[Point labeling examples]
——

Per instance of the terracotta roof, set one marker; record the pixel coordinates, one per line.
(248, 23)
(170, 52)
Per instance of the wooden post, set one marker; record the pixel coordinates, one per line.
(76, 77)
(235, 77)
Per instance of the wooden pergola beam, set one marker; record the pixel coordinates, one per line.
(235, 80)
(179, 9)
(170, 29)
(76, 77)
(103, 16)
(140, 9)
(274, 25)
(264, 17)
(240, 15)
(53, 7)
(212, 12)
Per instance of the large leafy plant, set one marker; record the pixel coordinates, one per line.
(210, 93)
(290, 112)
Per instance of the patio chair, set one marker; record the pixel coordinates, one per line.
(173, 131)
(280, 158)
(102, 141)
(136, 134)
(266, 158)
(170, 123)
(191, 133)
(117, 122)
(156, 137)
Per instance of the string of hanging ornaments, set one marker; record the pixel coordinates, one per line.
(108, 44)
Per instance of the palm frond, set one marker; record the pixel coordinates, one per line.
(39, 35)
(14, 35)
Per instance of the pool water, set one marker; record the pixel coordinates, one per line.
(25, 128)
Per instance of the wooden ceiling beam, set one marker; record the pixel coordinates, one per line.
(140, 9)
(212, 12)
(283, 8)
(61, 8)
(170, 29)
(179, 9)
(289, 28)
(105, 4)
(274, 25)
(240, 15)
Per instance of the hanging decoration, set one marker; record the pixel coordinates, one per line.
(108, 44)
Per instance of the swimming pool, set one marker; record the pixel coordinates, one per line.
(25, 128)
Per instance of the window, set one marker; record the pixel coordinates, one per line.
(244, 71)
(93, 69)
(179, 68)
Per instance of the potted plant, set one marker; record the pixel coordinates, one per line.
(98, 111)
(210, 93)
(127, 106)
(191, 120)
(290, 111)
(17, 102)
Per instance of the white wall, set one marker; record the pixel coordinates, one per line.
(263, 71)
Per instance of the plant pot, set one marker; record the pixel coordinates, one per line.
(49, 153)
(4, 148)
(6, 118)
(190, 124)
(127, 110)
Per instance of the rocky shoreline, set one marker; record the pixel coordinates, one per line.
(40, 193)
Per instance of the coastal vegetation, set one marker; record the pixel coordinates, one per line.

——

#### [Goal]
Find "Per instance of the potted" in the data above, then repeat that line and all lines after it exactly, ending with the final line.

#### [Exercise output]
Per instance of the potted plant, set one marker; record the pixel coordinates, one per line.
(98, 111)
(210, 93)
(127, 106)
(191, 120)
(290, 111)
(17, 102)
Per instance of the white wall, set one marker; record the pixel coordinates, one per line.
(263, 71)
Per instance of the plant pot, set one marker; record the pixel coordinates, one per line.
(49, 153)
(4, 148)
(6, 118)
(190, 124)
(127, 110)
Per instance of the rocky shoreline, set one marker; record the pixel coordinates, one per line.
(40, 193)
Per instance of the coastal vegetation, set one marker; record the pixel coordinates, one per line.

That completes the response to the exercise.